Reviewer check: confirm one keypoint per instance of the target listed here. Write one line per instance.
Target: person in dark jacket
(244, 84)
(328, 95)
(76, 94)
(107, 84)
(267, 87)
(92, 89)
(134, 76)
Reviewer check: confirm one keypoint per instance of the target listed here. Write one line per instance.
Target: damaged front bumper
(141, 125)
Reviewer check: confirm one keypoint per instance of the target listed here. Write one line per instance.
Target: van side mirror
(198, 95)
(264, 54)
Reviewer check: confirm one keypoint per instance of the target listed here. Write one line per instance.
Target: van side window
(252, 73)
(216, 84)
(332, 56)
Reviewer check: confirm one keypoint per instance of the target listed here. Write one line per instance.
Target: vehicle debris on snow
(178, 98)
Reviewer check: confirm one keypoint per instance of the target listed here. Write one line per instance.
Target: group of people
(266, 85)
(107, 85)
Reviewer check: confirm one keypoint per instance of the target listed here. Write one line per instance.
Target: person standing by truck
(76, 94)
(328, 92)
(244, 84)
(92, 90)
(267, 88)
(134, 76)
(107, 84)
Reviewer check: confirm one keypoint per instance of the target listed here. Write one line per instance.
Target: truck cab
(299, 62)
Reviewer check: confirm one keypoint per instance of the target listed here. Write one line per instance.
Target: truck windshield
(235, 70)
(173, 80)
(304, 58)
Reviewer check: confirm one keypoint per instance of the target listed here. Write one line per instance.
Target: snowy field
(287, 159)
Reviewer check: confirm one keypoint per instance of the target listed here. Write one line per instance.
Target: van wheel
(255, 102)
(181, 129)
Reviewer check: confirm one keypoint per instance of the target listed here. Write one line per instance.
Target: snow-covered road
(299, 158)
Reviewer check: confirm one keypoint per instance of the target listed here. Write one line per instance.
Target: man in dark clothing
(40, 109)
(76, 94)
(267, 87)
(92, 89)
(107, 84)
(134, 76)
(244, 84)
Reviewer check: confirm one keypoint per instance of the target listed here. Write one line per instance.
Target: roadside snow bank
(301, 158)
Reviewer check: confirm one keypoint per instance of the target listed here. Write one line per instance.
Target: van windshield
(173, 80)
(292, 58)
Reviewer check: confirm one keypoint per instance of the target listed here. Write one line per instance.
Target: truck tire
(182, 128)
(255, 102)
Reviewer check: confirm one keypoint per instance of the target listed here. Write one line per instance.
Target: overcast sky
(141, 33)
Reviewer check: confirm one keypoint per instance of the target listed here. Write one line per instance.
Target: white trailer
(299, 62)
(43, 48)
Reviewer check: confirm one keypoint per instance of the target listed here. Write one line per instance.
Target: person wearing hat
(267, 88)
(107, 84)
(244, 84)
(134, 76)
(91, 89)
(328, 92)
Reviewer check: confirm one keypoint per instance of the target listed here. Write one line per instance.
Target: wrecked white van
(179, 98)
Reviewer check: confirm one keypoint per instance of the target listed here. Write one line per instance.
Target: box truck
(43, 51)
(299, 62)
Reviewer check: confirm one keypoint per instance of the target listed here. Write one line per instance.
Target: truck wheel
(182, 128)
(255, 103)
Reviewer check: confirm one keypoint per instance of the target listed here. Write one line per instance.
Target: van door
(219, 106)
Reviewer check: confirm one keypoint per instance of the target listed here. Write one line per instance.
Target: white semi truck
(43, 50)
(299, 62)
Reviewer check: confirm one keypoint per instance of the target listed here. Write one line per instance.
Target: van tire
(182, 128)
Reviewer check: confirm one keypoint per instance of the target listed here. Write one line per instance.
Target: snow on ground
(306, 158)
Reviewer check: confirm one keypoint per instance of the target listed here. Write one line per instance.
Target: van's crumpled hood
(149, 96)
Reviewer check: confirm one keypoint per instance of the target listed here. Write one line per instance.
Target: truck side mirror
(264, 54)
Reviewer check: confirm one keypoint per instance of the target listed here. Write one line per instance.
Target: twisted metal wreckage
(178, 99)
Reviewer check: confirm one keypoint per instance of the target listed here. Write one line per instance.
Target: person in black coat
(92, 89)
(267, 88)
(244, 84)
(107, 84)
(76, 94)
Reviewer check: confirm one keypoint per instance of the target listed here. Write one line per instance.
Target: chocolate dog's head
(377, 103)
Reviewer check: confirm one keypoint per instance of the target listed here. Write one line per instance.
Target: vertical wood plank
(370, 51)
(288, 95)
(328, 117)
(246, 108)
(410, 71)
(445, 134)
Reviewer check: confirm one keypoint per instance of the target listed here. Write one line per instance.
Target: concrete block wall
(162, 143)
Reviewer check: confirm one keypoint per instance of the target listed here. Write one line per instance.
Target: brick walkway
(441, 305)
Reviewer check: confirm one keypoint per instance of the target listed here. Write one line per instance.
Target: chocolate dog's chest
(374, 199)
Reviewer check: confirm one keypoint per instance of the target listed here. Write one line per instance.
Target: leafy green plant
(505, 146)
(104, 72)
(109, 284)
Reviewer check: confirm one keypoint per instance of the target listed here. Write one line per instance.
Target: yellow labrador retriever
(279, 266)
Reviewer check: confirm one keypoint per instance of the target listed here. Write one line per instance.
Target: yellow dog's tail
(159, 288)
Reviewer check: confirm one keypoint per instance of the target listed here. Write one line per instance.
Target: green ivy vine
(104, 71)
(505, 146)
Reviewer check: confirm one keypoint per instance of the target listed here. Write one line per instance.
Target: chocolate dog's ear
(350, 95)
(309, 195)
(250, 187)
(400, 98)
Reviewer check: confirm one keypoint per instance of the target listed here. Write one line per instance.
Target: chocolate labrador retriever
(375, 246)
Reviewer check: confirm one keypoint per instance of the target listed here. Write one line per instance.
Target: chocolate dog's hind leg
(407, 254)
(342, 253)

> **Task to complete**
Reproduce the listing shown above in its entirety, exactly.

> **Result for this task**
Reviewer check: confirm one keypoint per instance of the target listed here. Write one line per instance.
Target: person in dark jacket
(244, 84)
(328, 95)
(76, 94)
(107, 84)
(267, 87)
(92, 89)
(134, 76)
Reviewer check: confirm one keypoint per instance of the target listed here. Write one line per instance.
Target: damaged front bumper
(141, 125)
Reviewer check: confirm one keypoint per instance of the target listed here. Write one line per instance.
Target: van side mirror
(198, 95)
(264, 54)
Reviewer check: confirm one keypoint per instance of the target listed here. Write one line per instance.
Target: van side window
(252, 73)
(216, 84)
(332, 56)
Reviewer check: confirm one keypoint per instance of the target listed here. Write one line per instance.
Target: vehicle debris on snow
(178, 98)
Reviewer check: confirm one keypoint per instance of the target listed here. Write one line per instance.
Target: group of people
(266, 85)
(107, 85)
Reviewer check: confirm one keypoint per instance of the target listed here. Write one line per instance.
Target: person standing by truck
(76, 94)
(328, 92)
(244, 84)
(92, 90)
(267, 88)
(134, 76)
(107, 84)
Reviewer check: confirm one keypoint per instance of the target listed here. Write one line per instance.
Target: truck cab
(299, 62)
Reviewer check: confirm one keypoint per instance of the target listed here. Write one line per instance.
Target: truck windshield
(235, 70)
(173, 80)
(304, 58)
Reviewer check: confirm one keypoint per instance of the target listed here. Write one line per instance.
Target: snowy field
(287, 159)
Reviewer check: confirm one keypoint per instance of the target listed here. Write one line per instance.
Target: van wheel
(255, 102)
(181, 129)
Reviewer check: confirm one keypoint per instance of the target listed here. Write one line per instance.
Target: snow-covered road
(299, 158)
Reviewer check: confirm one keypoint per instance of the target listed here. Write one line per instance.
Target: man in dark clothing
(40, 109)
(76, 94)
(267, 87)
(92, 89)
(107, 84)
(134, 76)
(244, 84)
Reviewer check: confirm one keypoint per instance of the target listed here. Write one line per instance.
Target: roadside snow bank
(301, 158)
Reviewer check: confirm one keypoint per instance of the target listed here. Write one line per instance.
Target: van windshield
(173, 80)
(292, 58)
Reviewer check: confirm one keypoint per instance of the target listed here. Write one line per instance.
Target: truck tire
(182, 128)
(255, 102)
Reviewer check: confirm one keypoint per instance of the target listed here. Write one line per instance.
Target: overcast sky
(141, 33)
Reviewer check: confirm one keypoint per instance of the target listed here. Write one line per instance.
Target: white trailer
(299, 62)
(43, 48)
Reviewer check: confirm one keypoint per instance of the target listed here. Write one line per instance.
Target: person wearing hat
(267, 88)
(107, 84)
(244, 84)
(134, 76)
(91, 89)
(328, 92)
Reviewer check: confirm one keypoint per instance of the target listed here. Write one line per instance.
Target: wrecked white van
(179, 98)
Reviewer check: confirm one keypoint per instance of the target listed here. Write one line per instance.
Target: box truck
(43, 51)
(299, 62)
Reviewer check: confirm one keypoint per instance of the target listed here. Write one line per instance.
Target: truck wheel
(182, 128)
(255, 103)
Reviewer check: confirm one keypoint per instance of the target listed here. Write one line per instance.
Target: van door
(219, 106)
Reviewer check: confirm one keypoint per instance of the target listed here. Write one line per instance.
Target: white semi truck
(43, 50)
(299, 62)
Reviewer check: confirm one keypoint per instance of the target listed here. Write one line per instance.
Target: van tire
(182, 128)
Reviewer check: confirm one keypoint per instance of the target listed here. Write one line per instance.
Target: snow on ground
(306, 158)
Reviewer check: confirm one keypoint per instance of the target listed here. Write one line per instance.
Target: van's crumpled hood
(149, 96)
Reviewer check: confirm one keypoint per instance of the target listed here. Write one line per instance.
Target: truck side mirror
(264, 54)
Reviewer check: confirm one keypoint per instance of the target listed here. Write one line per instance.
Target: twisted metal wreckage
(178, 99)
Reviewer check: confirm one keypoint per instance of the target listed here. Write one line per instance.
Target: person in black coat
(92, 89)
(267, 88)
(244, 84)
(107, 84)
(76, 94)
Reviewer check: confirm one keypoint per instance of the target listed here. Write one line per instance.
Target: chocolate dog's head
(377, 103)
Reviewer check: confirm one keypoint per instance of the target listed here. Write one line per instance.
Target: vertical wood plank
(370, 51)
(288, 95)
(328, 117)
(246, 108)
(410, 71)
(445, 134)
Reviewer check: confirm one keypoint per instance of the target listed here. Write one line per instance.
Target: concrete block wall
(162, 143)
Reviewer check: confirm one keypoint per instance of the target listed here. Write one line per instance.
Target: brick walkway
(441, 305)
Reviewer check: confirm one keypoint per instance of the target listed here. Write one line per instance.
Target: chocolate dog's chest
(374, 199)
Reviewer check: confirm one keypoint per instance of the target listed here. Write one line per instance.
Target: leafy green plant
(505, 146)
(104, 72)
(109, 284)
Reviewer check: confirm one keypoint per instance of the target listed here. Write one line per instance.
Target: yellow labrador retriever
(279, 266)
Reviewer check: confirm one keypoint per instance of the target listed here. Write one line per instance.
Target: yellow dog's tail
(159, 288)
Reviewer check: confirm one keypoint per instance of the target listed here. Write one line per instance.
Target: green ivy vine
(104, 71)
(505, 146)
Reviewer check: confirm one keypoint per instance of the target listed here. Write one line per instance.
Target: chocolate dog's ear
(350, 95)
(309, 195)
(250, 187)
(400, 98)
Reviewer check: confirm one keypoint per instance of the target listed here. Write one line per instance.
Target: chocolate labrador retriever
(375, 246)
Reviewer check: confirm one keypoint per instance of the target listed here. Write one line per instance.
Target: chocolate dog's hind leg
(407, 254)
(342, 253)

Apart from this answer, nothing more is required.